===== EXCERTO DADO

Como é que este programa tem sido avaliado?
O PRRA começou com três eixos - neste momento tem oito. Em 2017/2018 trabalhamos com esses três eixos. Casas, os bairros e os acessos, dentro do próprio bairro, intra-bairro. A execução da primeira fase do PRRA, com esses três eixos foi, a nosso ver, bem-sucedido. As pessoas aceitaram o programa muito bem. O PRRA para além de dinamizar a economia local, para além de viabilizar os pequenos operadores, para além de melhorar o habitat das famílias, cria emprego. Então o PRRA foi alargado a novos eixos: os patrimónios históricos, as orlas marítimas, algumas estradas, os projectos especiais como o mercado do Coco, como Chã das Caldeiras. São urgências ou aspirações da comunidade, que o PRRA absorveu. A partir de Janeiro de 2019 vamos estar a gerir 11 milhões de contos e a trabalhar com todos esses eixos.
E até agora?
No ano 2017 foram quase 300 mil contos, este ano ficou em cento e tal mil contos. Conseguimos realizar obras em todo o território nacional, com esse valor. São obras, que não ultrapassam os 9 mil contos por cada contrato, executadas por pequenos operadores. E devo dizer que para isso, desde o início, desencadeamos uma campanha de formalização dos operadores informais. O número de operadores multiplicou-se. Neste momento estamos com mais de 700 operadores no mercado, a trabalhar, formalmente, dos quais 444 são pequenos operadores, que fazem obras até 9 mil contos. São esses pequenos operadores que estão a trabalhar no programa.
Quantas obras foram já feitas então no âmbito do PRRA?
No ano de 2017 reabilitamos cerca de 297 habitações, promovemos a requalificações de vários bairros e construímos ainda à volta de 20 km de estradas de acesso. Relativamente a 2018, devido à limitação dos recursos, acordamos com as Câmaras Municipais reabilitar 30 habitações por concelho. A cada Câmara Municipal foi pedido que identificasse 30 famílias mais necessitadas, com problemas de casas com tecto a cair, e sem casa banho. Neste momento, algumas obras já tiveram início, outras estão em processo de concurso e outras, ainda em fase de identificação.
Nesse eixo de requalificação urbana, onde entram os espaços públicos?
A requalificação urbana inclui espaços públicos.

==========
===== INFORMAÇÃO EXTRAÍDA

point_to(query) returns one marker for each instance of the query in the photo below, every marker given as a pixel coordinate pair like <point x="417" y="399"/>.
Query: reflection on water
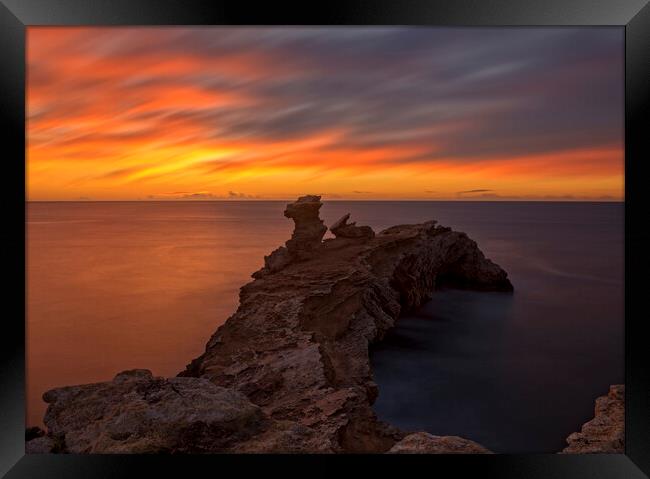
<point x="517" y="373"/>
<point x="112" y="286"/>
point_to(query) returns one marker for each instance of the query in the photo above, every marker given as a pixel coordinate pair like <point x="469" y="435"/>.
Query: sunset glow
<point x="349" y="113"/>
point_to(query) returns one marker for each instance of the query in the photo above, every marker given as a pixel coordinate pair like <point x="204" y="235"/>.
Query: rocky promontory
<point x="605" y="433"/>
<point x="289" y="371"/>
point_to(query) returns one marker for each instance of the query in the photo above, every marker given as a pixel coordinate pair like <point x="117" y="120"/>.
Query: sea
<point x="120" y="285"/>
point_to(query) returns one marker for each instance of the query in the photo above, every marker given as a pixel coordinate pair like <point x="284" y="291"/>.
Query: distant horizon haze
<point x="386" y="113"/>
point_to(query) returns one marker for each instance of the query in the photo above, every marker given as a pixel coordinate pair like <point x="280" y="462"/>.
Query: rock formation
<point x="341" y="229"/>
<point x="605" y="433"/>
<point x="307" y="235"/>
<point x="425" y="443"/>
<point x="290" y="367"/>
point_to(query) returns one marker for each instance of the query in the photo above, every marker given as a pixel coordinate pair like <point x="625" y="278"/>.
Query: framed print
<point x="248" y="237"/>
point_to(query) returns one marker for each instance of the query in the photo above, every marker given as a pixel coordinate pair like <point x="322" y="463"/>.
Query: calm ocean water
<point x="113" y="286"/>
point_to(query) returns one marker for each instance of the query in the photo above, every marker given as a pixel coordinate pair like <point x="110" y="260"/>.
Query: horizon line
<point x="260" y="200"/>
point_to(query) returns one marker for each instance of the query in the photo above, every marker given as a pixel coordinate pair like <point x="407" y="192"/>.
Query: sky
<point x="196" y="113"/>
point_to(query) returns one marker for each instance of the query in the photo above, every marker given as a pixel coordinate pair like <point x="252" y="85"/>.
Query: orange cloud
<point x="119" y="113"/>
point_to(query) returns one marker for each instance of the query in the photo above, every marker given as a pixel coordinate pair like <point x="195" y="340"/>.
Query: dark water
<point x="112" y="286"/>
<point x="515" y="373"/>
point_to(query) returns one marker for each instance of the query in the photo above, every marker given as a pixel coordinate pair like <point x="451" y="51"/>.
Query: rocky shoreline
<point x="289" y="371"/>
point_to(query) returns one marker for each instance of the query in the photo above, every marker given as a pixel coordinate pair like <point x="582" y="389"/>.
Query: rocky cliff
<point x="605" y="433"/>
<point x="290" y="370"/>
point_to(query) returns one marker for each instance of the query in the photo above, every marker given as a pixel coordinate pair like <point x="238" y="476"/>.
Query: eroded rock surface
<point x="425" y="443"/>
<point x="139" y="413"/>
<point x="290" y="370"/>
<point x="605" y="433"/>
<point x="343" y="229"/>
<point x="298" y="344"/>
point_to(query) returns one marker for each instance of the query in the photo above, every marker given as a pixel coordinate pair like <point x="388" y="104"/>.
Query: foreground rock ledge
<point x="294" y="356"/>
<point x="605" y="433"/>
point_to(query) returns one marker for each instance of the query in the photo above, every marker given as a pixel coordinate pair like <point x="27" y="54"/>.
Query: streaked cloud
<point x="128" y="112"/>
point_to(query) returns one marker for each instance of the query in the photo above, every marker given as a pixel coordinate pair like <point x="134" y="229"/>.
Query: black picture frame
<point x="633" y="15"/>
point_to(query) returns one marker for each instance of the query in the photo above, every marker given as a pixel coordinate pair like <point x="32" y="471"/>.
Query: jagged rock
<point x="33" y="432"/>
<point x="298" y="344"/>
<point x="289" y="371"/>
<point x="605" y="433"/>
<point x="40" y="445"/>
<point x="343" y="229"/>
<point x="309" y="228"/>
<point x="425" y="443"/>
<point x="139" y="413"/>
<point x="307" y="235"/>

==========
===== INFORMAÇÃO EXTRAÍDA

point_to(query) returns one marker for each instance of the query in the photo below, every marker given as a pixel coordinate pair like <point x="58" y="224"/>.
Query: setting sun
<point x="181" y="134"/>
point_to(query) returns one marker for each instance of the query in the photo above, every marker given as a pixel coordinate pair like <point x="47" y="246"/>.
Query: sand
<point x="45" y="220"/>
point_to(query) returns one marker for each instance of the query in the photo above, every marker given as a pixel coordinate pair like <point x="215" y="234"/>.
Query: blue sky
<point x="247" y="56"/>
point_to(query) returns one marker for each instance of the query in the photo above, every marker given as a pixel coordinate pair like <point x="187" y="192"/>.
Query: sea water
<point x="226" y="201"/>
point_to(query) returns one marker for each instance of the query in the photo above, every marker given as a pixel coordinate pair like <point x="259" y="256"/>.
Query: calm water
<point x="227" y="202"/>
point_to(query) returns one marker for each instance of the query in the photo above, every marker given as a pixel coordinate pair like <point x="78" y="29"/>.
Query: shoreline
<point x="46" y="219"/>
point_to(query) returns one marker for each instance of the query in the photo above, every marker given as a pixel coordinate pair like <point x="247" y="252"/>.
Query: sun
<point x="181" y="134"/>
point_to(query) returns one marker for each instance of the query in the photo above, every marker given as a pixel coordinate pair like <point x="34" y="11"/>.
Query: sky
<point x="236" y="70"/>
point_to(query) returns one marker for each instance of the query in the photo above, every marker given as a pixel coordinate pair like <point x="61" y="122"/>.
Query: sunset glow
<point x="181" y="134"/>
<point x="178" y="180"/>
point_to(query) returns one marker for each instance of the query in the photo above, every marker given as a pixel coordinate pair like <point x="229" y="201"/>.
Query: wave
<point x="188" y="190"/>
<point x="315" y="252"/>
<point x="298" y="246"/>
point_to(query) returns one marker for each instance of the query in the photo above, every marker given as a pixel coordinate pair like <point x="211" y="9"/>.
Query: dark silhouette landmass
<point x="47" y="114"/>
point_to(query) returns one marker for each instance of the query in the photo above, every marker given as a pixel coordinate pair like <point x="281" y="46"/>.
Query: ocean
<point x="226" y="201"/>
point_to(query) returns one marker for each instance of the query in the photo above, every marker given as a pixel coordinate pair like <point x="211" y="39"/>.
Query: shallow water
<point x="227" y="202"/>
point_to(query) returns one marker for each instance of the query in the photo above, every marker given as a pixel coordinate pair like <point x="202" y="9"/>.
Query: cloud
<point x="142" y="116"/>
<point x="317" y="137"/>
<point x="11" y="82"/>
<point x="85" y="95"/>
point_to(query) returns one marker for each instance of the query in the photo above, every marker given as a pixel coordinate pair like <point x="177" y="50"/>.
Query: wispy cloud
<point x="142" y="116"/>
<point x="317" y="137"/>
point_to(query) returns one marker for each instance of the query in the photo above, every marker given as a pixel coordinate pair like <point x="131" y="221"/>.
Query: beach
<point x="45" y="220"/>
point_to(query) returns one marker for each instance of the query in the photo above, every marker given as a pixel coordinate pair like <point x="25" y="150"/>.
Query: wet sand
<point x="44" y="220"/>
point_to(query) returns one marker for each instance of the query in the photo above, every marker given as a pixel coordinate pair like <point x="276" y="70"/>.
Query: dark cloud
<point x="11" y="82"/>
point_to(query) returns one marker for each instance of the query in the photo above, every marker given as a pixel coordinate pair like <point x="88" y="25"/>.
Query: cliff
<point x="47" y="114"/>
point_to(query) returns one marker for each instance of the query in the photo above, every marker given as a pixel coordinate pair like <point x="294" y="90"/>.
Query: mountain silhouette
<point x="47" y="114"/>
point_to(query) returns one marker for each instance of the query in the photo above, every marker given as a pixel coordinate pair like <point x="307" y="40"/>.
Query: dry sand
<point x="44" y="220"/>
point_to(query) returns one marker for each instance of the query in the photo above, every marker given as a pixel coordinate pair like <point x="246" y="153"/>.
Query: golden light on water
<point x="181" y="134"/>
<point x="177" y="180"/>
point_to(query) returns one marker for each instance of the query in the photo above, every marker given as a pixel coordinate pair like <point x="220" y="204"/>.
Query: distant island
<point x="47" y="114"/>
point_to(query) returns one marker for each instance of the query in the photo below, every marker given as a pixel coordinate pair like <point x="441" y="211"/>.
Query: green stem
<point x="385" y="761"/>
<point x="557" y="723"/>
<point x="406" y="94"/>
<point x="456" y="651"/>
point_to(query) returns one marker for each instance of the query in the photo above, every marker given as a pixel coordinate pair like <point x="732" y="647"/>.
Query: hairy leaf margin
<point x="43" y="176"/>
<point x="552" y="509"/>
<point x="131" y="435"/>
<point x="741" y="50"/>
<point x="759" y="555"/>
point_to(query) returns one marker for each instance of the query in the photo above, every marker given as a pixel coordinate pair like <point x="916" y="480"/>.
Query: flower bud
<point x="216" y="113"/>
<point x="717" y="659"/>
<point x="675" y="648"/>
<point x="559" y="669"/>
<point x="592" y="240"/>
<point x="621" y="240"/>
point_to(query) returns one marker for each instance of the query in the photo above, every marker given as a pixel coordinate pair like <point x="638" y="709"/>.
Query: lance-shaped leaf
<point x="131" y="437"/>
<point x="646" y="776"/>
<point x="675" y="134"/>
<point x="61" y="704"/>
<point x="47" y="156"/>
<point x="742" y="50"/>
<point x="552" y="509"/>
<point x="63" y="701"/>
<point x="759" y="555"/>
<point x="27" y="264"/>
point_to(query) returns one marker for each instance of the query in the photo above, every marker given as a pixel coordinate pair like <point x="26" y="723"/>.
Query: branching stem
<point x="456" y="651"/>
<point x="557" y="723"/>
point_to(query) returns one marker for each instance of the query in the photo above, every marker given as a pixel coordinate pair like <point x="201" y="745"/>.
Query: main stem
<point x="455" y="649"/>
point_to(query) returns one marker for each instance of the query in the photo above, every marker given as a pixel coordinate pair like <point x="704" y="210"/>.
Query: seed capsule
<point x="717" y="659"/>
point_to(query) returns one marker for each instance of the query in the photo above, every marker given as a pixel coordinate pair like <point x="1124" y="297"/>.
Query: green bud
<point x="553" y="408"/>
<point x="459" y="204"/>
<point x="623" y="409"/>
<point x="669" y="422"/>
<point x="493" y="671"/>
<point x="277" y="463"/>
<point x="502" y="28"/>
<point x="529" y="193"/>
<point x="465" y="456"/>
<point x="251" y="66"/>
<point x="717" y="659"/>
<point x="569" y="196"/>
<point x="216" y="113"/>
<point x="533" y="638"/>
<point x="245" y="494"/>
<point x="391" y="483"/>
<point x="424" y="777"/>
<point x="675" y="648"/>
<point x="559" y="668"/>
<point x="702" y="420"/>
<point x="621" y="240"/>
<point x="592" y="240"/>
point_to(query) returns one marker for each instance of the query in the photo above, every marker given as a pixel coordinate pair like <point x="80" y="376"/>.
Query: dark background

==========

● LISTA DE TAREFAS:
• 1. Segundo o excerto sobre o PRRA, quantos operadores estão neste momento a trabalhar formalmente no mercado?
• 2. Devolva, por favor, o trecho do excerto sobre o PRRA que começa em "No ano de 2017" e termina em "os espaços públicos?".
• 3. Indique todos os novos eixos a que o PRRA foi alargado, de acordo com o excerto sobre o PRRA.

● RESPOSTAS AO EXERCÍCIO:
• 1. Mais de 700 operadores.

• 2.
No ano de 2017 reabilitamos cerca de 297 habitações, promovemos a requalificações de vários bairros e construímos ainda à volta de 20 km de estradas de acesso. Relativamente a 2018, devido à limitação dos recursos, acordamos com as Câmaras Municipais reabilitar 30 habitações por concelho. A cada Câmara Municipal foi pedido que identificasse 30 famílias mais necessitadas, com problemas de casas com tecto a cair, e sem casa banho. Neste momento, algumas obras já tiveram início, outras estão em processo de concurso e outras, ainda em fase de identificação.
Nesse eixo de requalificação urbana, onde entram os espaços públicos?

• 3.
- Os patrimónios históricos
- As orlas marítimas
- Algumas estradas
- Os projectos especiais, como o mercado do Coco e Chã das Caldeiras